Questions on the material>
A: In the passage on the show's authority figures, what does the minister keep his pint of whiskey in?
B: Pick up the passage on the show's authority figures after its last sentence and extend it.

Excerpted passage>
_ _ _

One thread that runs through the show is that those who have an authoritative role in society are charlatans and phonies. For example, among the “MH2" gallery of overeducated villains we find: a minister who cheats on his wife and carries a pint of whiskey in a hollowed-out Bible; a doctor who gets the pregnancy test mixed up and tells Loretta Haggers she’s pregnant when what she has is a fibroid tumor; a counselor at Tom’s plant who tells him “my specialty is understanding,” and then, when Tom tells him he may have given Mary VD, yells, “You mean to tell me that you gave your wife a social disease! Why that is the lowest…that is so disgusting I ought to get up and walk away...”

_ _ _

Stored data>

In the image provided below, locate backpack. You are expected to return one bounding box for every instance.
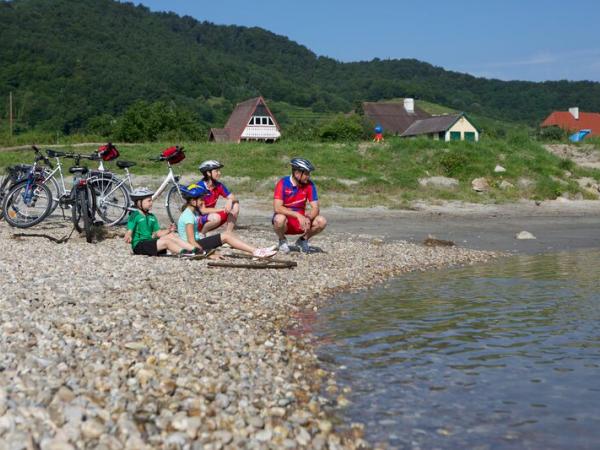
[161,145,185,164]
[98,142,119,161]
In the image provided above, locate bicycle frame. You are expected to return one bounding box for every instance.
[152,161,179,207]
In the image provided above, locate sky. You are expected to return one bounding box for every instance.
[133,0,600,81]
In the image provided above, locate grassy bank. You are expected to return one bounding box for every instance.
[0,137,600,208]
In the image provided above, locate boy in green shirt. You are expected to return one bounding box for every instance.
[125,188,196,256]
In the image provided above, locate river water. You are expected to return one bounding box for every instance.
[316,250,600,450]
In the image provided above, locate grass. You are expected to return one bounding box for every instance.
[0,133,600,208]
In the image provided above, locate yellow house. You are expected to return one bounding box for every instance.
[401,113,480,142]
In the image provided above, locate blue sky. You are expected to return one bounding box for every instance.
[129,0,600,81]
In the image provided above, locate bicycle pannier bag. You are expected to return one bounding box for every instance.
[162,146,185,164]
[98,144,119,161]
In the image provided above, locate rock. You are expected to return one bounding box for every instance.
[471,178,490,192]
[81,419,104,439]
[419,177,459,189]
[499,180,515,191]
[255,430,273,442]
[515,231,536,239]
[0,387,8,416]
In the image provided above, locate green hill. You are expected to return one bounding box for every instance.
[0,0,600,134]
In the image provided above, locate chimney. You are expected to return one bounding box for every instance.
[568,106,579,120]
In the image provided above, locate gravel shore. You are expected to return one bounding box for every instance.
[0,216,496,450]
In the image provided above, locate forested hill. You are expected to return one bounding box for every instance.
[0,0,600,133]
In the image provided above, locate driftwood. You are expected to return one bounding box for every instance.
[208,253,298,269]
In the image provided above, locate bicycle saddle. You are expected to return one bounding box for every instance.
[69,167,88,175]
[117,161,135,169]
[46,149,66,158]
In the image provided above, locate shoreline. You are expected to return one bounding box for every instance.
[0,215,496,449]
[0,200,600,448]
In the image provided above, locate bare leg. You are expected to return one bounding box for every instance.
[225,203,240,233]
[304,216,327,239]
[221,231,256,254]
[156,233,194,253]
[273,214,287,240]
[200,213,221,234]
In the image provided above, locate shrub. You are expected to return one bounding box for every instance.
[537,127,567,141]
[317,114,369,141]
[439,152,469,177]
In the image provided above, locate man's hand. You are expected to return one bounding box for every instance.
[298,214,310,231]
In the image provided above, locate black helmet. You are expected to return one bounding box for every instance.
[179,184,210,200]
[129,187,154,202]
[198,159,223,173]
[290,158,315,172]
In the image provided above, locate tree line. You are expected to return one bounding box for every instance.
[0,0,600,141]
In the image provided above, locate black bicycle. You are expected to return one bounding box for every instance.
[61,153,98,243]
[1,150,52,228]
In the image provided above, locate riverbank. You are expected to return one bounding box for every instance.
[0,216,495,449]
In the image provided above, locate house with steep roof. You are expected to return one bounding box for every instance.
[540,107,600,136]
[401,113,480,142]
[208,97,281,143]
[362,98,431,135]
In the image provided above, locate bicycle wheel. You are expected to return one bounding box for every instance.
[2,180,52,228]
[88,177,130,226]
[166,186,185,223]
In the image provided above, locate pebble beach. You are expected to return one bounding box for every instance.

_ _ _

Task-by-task results>
A: A hollowed-out Bible.

B:
The central characters in “Mary Hartman” have to put up with contradictory messages from authority figures all the time. No wonder they’re overwrought. The oldest of these central characters is Grandpa Larkin, 83, who lives with his daughter and son-in-law, and sees himself as useless.  His voice is the voice of self-deprecation. “Anybody home?” his son-in-law asks, and Grandpa Larkin replies: “There’s nobody home unless you call me somebody.” The discovery that Grandpa is the flasher should not surprise us, for it is his attempt to remain visible in a country where youth is on a pedestal and old people fade away.

 

Married 35 years, George and Martha Shumway are suffering from terminal cases of inanity. Martha responds only to products, prices, and plants. She has become a consumer robot. George is equally unreclaimable, combining a know-it-all stance with profound ignorance.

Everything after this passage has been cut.